» Text for analysis
Seeing Speech: Recording UTI and lips

Recording UTI and lips

The recording studio

Recordings took place in a purpose-built UTI recording studio at the Clinical Audiology, Speech and Language Research Centre, Queen Margaret University, Edinburgh. A high-speed Sonix RP ultrasound machine was used with automatic audio-ultrasound synchronization, recording at 121 frames per second.

Figure 1: Long and short-handled microconvex probes;
a probe fitted in the stabilising headset;
the high-speed Sonix RP ultrasound machine

All noisemaking equipment such as the ultrasound machine and PC CPU were in a room adjacent to the one where the recordings were made. Articulate Assistant Advanced (AAA) software version 2.16.12 was used to record simultaneous audio and UTI. A short-handled microconvex probe set to an angle of 150° was used, fitted to a stabilising headset, worn by participants (see figure 1). Orthographic stimuli were presented to the speakers via a monitor. Audio recordings were made using an Audio Technica directional clip-on microphone clipped to the side of the ultrasound headset.

The stabilizing headset

The ultrasound tongue imaging headset is designed and built by Articulate Instruments. It is made of lightweight aluminium and weighs under 1Kg. The headset has thirteen adjustable sections, including a quick-release headstrap, that allow it to be fitted to different sized heads. The probe is held in place underneath the headset and should be aligned with the midline of the chin in sagittal view. The probe’s sagittal angle can be altered to focus on different sections of the midsagittal tongue. e.g. the root, or the tip and blade.

» Task item A
According to the ultrasound recording text, at what frame rate did the Sonix RP ultrasound machine record?
» Task item B
Extend the ultrasound recording text past its final sentence, keeping its style and subject.
None of this work involves the records.

» Source information
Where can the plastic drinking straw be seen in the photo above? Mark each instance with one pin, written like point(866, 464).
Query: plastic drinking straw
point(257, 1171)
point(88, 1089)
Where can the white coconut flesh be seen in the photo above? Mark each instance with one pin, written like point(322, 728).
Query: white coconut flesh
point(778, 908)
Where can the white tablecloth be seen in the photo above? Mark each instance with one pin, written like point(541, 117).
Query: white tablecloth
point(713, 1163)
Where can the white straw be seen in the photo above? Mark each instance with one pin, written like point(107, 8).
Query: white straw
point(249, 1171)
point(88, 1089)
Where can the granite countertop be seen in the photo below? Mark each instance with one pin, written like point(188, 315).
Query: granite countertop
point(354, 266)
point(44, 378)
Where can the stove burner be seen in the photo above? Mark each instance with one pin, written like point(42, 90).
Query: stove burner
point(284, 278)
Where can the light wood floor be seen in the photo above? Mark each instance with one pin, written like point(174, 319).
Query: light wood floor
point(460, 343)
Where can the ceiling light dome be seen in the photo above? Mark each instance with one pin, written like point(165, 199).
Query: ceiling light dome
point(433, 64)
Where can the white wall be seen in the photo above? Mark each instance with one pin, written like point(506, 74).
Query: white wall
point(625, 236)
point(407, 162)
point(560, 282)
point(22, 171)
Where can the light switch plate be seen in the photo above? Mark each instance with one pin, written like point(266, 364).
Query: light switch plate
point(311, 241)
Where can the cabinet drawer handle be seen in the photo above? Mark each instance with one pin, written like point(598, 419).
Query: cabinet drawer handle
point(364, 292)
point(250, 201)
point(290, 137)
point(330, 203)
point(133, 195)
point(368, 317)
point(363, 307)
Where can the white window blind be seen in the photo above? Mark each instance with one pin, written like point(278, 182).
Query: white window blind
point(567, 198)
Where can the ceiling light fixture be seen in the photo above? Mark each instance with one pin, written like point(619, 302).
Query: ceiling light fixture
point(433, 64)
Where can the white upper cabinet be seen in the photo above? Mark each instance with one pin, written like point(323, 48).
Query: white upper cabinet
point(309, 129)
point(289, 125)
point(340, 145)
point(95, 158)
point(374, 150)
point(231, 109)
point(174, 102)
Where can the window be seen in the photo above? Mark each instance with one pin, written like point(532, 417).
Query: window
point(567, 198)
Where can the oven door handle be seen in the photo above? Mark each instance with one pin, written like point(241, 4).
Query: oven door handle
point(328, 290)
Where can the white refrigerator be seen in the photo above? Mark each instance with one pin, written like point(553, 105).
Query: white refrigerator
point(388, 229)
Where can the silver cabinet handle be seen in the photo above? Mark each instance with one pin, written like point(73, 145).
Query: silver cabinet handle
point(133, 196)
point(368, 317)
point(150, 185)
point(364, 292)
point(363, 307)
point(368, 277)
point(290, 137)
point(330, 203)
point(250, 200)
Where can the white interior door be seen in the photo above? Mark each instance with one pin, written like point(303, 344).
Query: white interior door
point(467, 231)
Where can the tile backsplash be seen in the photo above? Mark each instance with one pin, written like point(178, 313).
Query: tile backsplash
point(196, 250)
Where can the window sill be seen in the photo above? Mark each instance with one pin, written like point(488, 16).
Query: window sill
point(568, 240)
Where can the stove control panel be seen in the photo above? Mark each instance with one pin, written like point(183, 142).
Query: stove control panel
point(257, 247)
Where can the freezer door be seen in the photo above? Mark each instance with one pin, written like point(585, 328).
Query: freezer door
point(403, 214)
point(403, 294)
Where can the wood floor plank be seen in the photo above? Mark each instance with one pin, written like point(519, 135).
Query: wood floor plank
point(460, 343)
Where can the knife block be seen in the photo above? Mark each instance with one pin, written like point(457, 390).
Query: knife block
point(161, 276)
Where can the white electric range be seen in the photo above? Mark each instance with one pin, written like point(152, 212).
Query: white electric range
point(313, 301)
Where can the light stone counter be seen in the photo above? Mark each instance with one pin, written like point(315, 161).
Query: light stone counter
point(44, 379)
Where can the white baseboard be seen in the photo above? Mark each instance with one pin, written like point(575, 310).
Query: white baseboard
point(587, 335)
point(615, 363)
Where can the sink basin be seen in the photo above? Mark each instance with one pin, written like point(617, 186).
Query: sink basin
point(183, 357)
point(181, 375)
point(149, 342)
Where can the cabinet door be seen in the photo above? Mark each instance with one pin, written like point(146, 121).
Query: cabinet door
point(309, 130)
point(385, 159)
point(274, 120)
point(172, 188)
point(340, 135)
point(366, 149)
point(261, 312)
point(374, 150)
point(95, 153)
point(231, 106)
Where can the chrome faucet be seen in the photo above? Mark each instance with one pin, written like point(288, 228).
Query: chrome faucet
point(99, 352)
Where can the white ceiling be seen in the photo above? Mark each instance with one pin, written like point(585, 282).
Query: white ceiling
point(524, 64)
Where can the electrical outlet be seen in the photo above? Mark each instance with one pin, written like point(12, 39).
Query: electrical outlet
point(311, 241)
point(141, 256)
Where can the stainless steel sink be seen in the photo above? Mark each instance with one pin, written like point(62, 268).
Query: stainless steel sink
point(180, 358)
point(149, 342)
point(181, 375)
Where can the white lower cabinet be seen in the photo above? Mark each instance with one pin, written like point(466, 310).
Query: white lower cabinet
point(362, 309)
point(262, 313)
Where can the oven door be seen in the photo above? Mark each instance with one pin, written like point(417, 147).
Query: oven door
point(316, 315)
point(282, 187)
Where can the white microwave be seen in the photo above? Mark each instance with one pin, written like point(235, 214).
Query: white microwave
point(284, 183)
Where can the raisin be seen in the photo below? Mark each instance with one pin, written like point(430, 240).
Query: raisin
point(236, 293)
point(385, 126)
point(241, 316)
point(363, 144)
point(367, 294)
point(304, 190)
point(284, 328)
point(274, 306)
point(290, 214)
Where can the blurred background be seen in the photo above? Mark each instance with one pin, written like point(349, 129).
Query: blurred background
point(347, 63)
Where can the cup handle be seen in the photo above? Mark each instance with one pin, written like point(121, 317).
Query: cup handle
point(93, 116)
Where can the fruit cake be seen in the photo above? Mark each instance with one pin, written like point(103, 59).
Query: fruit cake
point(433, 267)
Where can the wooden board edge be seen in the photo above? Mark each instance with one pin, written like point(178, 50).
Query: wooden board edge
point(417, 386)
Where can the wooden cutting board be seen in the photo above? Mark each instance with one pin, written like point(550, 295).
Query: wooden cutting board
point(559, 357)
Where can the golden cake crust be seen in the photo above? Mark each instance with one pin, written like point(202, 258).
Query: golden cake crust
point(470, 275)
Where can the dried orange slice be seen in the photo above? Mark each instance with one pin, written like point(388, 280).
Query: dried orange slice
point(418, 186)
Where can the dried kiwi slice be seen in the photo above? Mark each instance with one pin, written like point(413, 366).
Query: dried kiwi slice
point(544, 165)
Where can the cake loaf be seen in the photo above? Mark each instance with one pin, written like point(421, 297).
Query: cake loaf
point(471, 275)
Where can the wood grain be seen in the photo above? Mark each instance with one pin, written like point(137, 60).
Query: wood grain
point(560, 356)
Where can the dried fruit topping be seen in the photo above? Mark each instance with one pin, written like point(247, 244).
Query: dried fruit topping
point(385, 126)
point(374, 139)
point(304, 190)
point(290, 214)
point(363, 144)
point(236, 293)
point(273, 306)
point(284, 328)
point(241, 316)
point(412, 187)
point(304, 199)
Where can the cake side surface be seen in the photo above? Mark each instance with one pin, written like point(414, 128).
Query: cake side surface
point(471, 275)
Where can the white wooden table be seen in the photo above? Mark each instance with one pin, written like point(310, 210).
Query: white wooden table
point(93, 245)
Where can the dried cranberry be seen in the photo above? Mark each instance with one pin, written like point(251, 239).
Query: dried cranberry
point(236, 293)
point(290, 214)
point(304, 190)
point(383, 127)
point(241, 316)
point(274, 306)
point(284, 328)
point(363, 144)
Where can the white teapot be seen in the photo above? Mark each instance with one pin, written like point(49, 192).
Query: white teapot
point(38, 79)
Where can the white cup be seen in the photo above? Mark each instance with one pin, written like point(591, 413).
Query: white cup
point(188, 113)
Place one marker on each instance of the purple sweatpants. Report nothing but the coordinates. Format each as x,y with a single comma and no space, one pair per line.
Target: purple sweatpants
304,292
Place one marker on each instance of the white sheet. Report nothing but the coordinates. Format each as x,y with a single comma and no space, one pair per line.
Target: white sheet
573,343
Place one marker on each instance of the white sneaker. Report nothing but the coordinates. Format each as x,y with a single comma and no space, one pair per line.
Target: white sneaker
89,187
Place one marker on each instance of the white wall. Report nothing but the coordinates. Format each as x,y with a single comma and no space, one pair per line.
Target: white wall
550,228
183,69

» Task response A
121 frames per second.

» Task response B
Figure 2: The stablilizing headset with mounted micro-cameras

Methods to improve UTI interpretation

Palate trace

The hard and soft palate can be made visible during a UTI recording by pressing the tongue against the palate and swallowing. Although swallowing liquid can reveal the hard palate, a strong swallowing action (e.g. due to a large mouthful of liquid) can result in the chin pushing against the ultrasound probe, causing it to move relative to its position during speech, even with headset stabilization; therefore a subtle swallowing action is preferable for obtaining a palate trace. The hard and soft palate become visible over successive UTI video frames as the liquid is swallowed. Articulate Assistant Advanced software can be used to fit a spline, a manipulable curved line, to the surface of the hard palate and alveolar ridge as they become visible (see Figures 3 and 4). This palate spline can then be copied onto other video frames to provide a static reference point allowing easier interpretation of tongue location. We do not usually extend the palate spline to the mobile soft palate, as the position of the soft palate varies during swallowing and during different types of speech sounds as it raises and lowers.

Figure 3: The tongue pressed against the hard palate and alveolar ridge, revealing the outline of the palate

Figure 4: A spline, manually fitted to the palate and alveolar ridge

Bite plane trace

Another tool that improves our ability to interpret and compare UTI recordings is the bite plane trace. A quasi-horizontal trace of the occlusal plane can be achieved using a plastic bite plate.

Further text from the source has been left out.